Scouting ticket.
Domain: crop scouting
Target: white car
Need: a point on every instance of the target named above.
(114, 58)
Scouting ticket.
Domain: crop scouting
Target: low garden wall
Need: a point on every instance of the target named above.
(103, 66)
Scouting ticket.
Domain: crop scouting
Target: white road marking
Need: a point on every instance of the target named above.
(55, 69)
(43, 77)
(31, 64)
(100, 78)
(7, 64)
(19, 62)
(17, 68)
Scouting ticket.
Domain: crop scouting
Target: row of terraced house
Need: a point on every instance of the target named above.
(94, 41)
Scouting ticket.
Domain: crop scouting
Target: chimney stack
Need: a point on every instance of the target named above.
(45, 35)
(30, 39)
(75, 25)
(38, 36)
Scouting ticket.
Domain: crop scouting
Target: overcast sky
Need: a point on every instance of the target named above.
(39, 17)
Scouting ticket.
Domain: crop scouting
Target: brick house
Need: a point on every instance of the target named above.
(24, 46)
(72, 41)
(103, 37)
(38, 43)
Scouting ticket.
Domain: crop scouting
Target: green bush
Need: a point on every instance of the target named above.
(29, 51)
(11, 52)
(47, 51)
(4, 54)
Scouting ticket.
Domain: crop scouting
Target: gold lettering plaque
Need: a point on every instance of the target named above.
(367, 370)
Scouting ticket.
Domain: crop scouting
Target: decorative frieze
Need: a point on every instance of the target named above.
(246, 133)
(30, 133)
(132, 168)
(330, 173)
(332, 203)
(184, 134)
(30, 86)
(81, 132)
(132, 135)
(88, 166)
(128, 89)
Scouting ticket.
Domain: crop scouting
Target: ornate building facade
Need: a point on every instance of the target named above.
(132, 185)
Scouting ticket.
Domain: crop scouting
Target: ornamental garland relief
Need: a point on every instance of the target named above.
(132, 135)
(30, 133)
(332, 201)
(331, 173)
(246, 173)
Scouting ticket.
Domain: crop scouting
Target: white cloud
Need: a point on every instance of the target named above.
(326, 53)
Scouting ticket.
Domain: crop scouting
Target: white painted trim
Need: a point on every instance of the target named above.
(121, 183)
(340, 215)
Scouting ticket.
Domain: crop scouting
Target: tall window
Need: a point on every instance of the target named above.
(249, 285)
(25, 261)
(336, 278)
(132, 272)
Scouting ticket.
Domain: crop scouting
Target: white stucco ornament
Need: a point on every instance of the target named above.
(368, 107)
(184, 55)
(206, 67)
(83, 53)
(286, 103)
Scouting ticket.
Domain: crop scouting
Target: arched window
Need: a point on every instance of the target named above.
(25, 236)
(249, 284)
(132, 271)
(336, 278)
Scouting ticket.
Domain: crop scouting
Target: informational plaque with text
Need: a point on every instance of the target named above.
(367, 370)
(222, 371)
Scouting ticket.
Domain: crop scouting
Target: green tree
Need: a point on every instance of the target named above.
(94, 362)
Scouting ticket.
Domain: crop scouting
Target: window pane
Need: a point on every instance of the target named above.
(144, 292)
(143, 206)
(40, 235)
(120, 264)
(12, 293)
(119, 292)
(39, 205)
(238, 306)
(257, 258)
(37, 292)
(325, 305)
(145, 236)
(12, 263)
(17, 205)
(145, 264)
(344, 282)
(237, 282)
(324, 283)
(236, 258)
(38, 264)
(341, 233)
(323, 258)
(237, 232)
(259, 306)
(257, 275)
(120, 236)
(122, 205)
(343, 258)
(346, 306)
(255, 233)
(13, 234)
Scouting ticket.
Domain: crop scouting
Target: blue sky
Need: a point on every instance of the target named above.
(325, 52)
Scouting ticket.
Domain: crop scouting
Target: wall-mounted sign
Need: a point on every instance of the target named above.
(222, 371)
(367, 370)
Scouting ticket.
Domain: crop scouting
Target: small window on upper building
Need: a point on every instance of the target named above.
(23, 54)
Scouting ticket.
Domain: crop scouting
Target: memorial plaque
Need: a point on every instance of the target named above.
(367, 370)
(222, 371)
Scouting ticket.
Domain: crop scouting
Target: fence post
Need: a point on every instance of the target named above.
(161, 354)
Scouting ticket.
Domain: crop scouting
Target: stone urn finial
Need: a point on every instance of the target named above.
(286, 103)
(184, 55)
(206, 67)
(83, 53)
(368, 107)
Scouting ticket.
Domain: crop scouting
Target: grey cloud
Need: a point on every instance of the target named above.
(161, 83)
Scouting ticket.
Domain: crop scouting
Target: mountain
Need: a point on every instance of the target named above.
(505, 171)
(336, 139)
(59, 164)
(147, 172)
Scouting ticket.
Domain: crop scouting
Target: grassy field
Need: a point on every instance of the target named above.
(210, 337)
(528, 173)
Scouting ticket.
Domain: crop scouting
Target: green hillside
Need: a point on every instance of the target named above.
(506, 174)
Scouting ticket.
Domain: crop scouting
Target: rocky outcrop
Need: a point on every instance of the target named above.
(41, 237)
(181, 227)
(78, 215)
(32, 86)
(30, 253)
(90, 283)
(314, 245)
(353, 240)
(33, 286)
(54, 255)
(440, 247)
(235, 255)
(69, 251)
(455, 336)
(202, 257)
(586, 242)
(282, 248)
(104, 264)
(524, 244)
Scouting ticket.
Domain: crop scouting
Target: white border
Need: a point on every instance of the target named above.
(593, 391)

Task to complete
Copy out the material above in its entirety. Every detail must match.

Result of the task
Scouting ticket.
Domain: crop scouting
Target: white car
Need: a point on every instance of the target named above.
(114, 58)
Scouting ticket.
Domain: crop scouting
Target: low garden wall
Need: a point on every instance of the target named above.
(103, 66)
Scouting ticket.
Domain: crop scouting
Target: white road marking
Need: a point on every instance of the target named above.
(55, 69)
(43, 77)
(31, 64)
(100, 78)
(7, 64)
(19, 62)
(17, 68)
Scouting ticket.
Domain: crop scouting
Target: row of terraced house
Need: a point on every instance of the target named above.
(94, 41)
Scouting ticket.
Domain: crop scouting
Target: chimney stack
Need: a point on every instance of the target named above.
(45, 35)
(30, 39)
(75, 25)
(38, 36)
Scouting ticket.
Domain: crop scouting
Target: overcast sky
Need: a point on every instance of the target named above.
(39, 17)
Scouting ticket.
Domain: crop scouting
Target: brick house
Need: a point on every instance of the target named above.
(24, 46)
(72, 41)
(103, 37)
(38, 43)
Scouting ticket.
Domain: crop scouting
Target: green bush
Need: a point on every instance of the target named above.
(29, 51)
(11, 52)
(47, 51)
(4, 54)
Scouting ticket.
Domain: crop scouting
Target: gold lettering plaque
Need: a point on every instance of the target named above.
(367, 370)
Scouting ticket.
Domain: crop scouting
Target: decorative frieze
Need: a point on every instance of the target named above.
(246, 133)
(30, 133)
(132, 168)
(330, 173)
(332, 203)
(184, 134)
(30, 86)
(81, 132)
(132, 135)
(88, 166)
(128, 89)
Scouting ticket.
Domain: crop scouting
Target: ornate building facade
Need: a point on every instance of the target named above.
(132, 185)
Scouting ticket.
Domain: crop scouting
Target: ornamental garland relief
Need: a point on every instance of the target named above.
(132, 135)
(30, 133)
(332, 201)
(331, 173)
(246, 173)
Scouting ticket.
Domain: crop scouting
Target: white cloud
Need: a point on every instance of the target named above.
(326, 53)
Scouting ticket.
Domain: crop scouting
Target: white painted trim
Need: a point on every instance of the target named above.
(121, 183)
(340, 215)
Scouting ticket.
Domain: crop scouting
Target: tall window
Need: a point on every instance of the target named above.
(249, 285)
(25, 261)
(336, 278)
(132, 272)
Scouting ticket.
Domain: crop scouting
Target: white stucco ornament
Need: a point on every instance of the target named above.
(368, 107)
(184, 55)
(206, 67)
(83, 53)
(286, 103)
Scouting ticket.
Domain: crop scouting
Target: arched window
Need: a point on every instance of the target named above.
(25, 236)
(249, 284)
(132, 271)
(336, 278)
Scouting ticket.
Domain: crop scouting
Target: informational plaque with text
Need: a point on every instance of the target named above.
(367, 370)
(222, 371)
Scouting ticket.
Domain: crop scouting
Target: green tree
Need: a point on every instance of the target named above.
(94, 362)
Scouting ticket.
Domain: crop scouting
Target: window pane
Need: a point on every instance of the target named above.
(144, 292)
(143, 206)
(40, 235)
(120, 264)
(12, 293)
(119, 292)
(39, 205)
(238, 306)
(257, 258)
(37, 292)
(325, 305)
(145, 236)
(12, 263)
(17, 205)
(145, 264)
(344, 282)
(237, 282)
(324, 283)
(236, 258)
(38, 264)
(341, 233)
(323, 258)
(237, 232)
(259, 306)
(257, 275)
(120, 236)
(122, 205)
(343, 258)
(346, 306)
(255, 233)
(13, 234)
Scouting ticket.
Domain: crop scouting
Target: blue sky
Need: a point on every instance of the target named above.
(325, 52)
Scouting ticket.
Domain: crop scouting
Target: wall-mounted sign
Need: a point on every instance of the target named above.
(222, 371)
(367, 370)
Scouting ticket.
Domain: crop scouting
Target: small window on upper building
Need: a point on every instance of the target named above.
(23, 54)
Scouting ticket.
Domain: crop scouting
Target: memorial plaque
Need: a point on every instance of the target named above.
(367, 370)
(222, 371)
Scouting ticket.
Domain: crop scouting
Target: fence post
Need: a point on every instance of the target named above.
(161, 354)
Scouting ticket.
Domain: crop scouting
Target: stone urn finial
Need: a point on every instance of the target named above.
(286, 103)
(184, 55)
(206, 67)
(83, 53)
(368, 107)
Scouting ticket.
Domain: crop scouting
Target: grey cloud
Need: a point on every instance of the target named above.
(161, 83)
Scouting ticket.
Domain: crop scouting
Target: mountain
Need: a point on every instance of the target named above.
(505, 171)
(336, 139)
(59, 164)
(147, 172)
Scouting ticket.
Domain: crop scouting
Target: grassy field
Need: a point on every instance of the target named above.
(210, 337)
(528, 173)
Scouting ticket.
Domain: crop scouting
Target: green hillside
Need: a point on every instance of the target named above.
(506, 174)
Scouting ticket.
Domain: crop scouting
Target: rocky outcrop
Need: a point on every instance of the target named above.
(41, 237)
(181, 227)
(78, 215)
(32, 86)
(30, 253)
(90, 283)
(314, 245)
(353, 240)
(33, 286)
(54, 255)
(440, 247)
(235, 255)
(69, 251)
(455, 336)
(202, 257)
(586, 242)
(282, 248)
(104, 264)
(524, 244)
Scouting ticket.
Domain: crop scouting
Target: white border
Need: a point on every instance of the target named above.
(593, 391)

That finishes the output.